**SUPPLIED ENTRIES:**
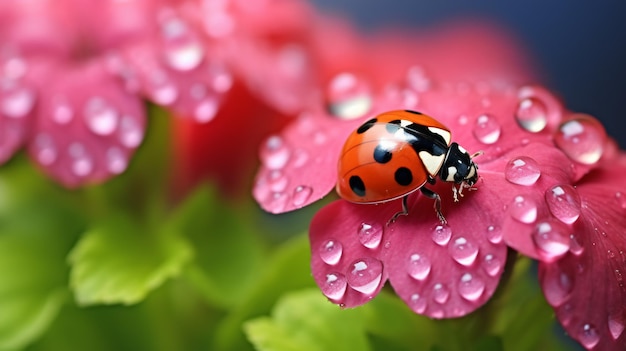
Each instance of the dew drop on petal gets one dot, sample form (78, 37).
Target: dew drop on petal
(348, 96)
(441, 234)
(551, 239)
(522, 170)
(463, 251)
(564, 203)
(100, 116)
(531, 115)
(301, 195)
(491, 265)
(487, 129)
(440, 293)
(366, 275)
(275, 153)
(331, 251)
(582, 139)
(418, 266)
(588, 336)
(183, 50)
(45, 149)
(370, 235)
(470, 287)
(523, 209)
(335, 286)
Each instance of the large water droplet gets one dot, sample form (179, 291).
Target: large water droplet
(45, 149)
(101, 117)
(470, 287)
(523, 209)
(588, 336)
(532, 115)
(440, 293)
(564, 203)
(183, 50)
(487, 129)
(418, 266)
(348, 96)
(81, 164)
(491, 265)
(331, 251)
(463, 251)
(275, 153)
(301, 195)
(366, 275)
(522, 170)
(552, 239)
(581, 138)
(335, 286)
(370, 235)
(441, 234)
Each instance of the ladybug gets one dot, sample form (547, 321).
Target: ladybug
(398, 152)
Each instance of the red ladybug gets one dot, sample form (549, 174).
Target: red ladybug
(397, 153)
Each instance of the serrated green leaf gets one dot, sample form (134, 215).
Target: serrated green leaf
(306, 321)
(119, 261)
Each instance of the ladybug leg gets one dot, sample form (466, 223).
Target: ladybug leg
(433, 195)
(404, 212)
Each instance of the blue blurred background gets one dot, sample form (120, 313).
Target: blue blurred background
(579, 45)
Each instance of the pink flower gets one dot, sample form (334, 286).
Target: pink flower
(544, 173)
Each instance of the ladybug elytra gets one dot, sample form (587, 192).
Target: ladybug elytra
(398, 152)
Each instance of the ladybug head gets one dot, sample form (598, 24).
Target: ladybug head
(458, 167)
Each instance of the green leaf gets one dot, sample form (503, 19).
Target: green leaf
(229, 251)
(306, 321)
(119, 261)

**PROBLEM TO SOLVE:** Reproduce the lines of all the items above with "gets one dot" swapped for "is marked with a single point" everywhere and everything else left unchanged. Omit the pictures.

**TASK OUTPUT:**
Each instance of the dew drop on petal is marked with a single point, sample form (78, 37).
Target: dew drop on petal
(348, 96)
(441, 234)
(551, 239)
(522, 170)
(463, 251)
(564, 203)
(100, 116)
(531, 115)
(301, 195)
(491, 265)
(487, 129)
(440, 293)
(366, 275)
(275, 153)
(331, 251)
(582, 139)
(418, 266)
(588, 336)
(183, 50)
(45, 149)
(370, 235)
(470, 287)
(523, 209)
(335, 286)
Each instance of the large water droplet is marked with a single point, sample form (179, 291).
Target: large water droplet
(45, 149)
(101, 117)
(470, 287)
(523, 209)
(588, 336)
(532, 115)
(440, 293)
(564, 203)
(183, 50)
(487, 129)
(418, 266)
(348, 96)
(81, 164)
(491, 265)
(331, 251)
(463, 251)
(275, 153)
(301, 195)
(366, 275)
(522, 170)
(552, 239)
(581, 138)
(335, 286)
(370, 235)
(441, 234)
Each instance of the ladybug is marked with a single point, sample form (547, 321).
Target: ladybug
(398, 152)
Each instance of the red ladybug is marked with a single point, sample form (549, 174).
Target: red ladybug
(397, 153)
Each instance of the serrated green leaf is marked with a single point, sample form (134, 215).
Target: serrated green leaf
(306, 321)
(119, 261)
Each instance of the ladybug leg is marked with a single point, sample form (466, 223).
Target: ladybug leg
(433, 195)
(404, 212)
Each instance of the blue blurred background is marked with a single point, sample form (120, 313).
Target: blue blurred background
(579, 45)
Each instance of the pink flower is marked with a single point, sample form (334, 286).
Target: pink flower
(544, 173)
Each instance of the ladybug elytra is marked with a single point, sample form (587, 192).
Target: ladybug elytra
(398, 152)
Each instance of the ladybug head is marked with a single point, sample form (598, 24).
Target: ladybug head
(458, 167)
Each instance of the green leaf is marked with a single point, sample form (503, 19).
Target: green leaf
(229, 251)
(306, 321)
(119, 261)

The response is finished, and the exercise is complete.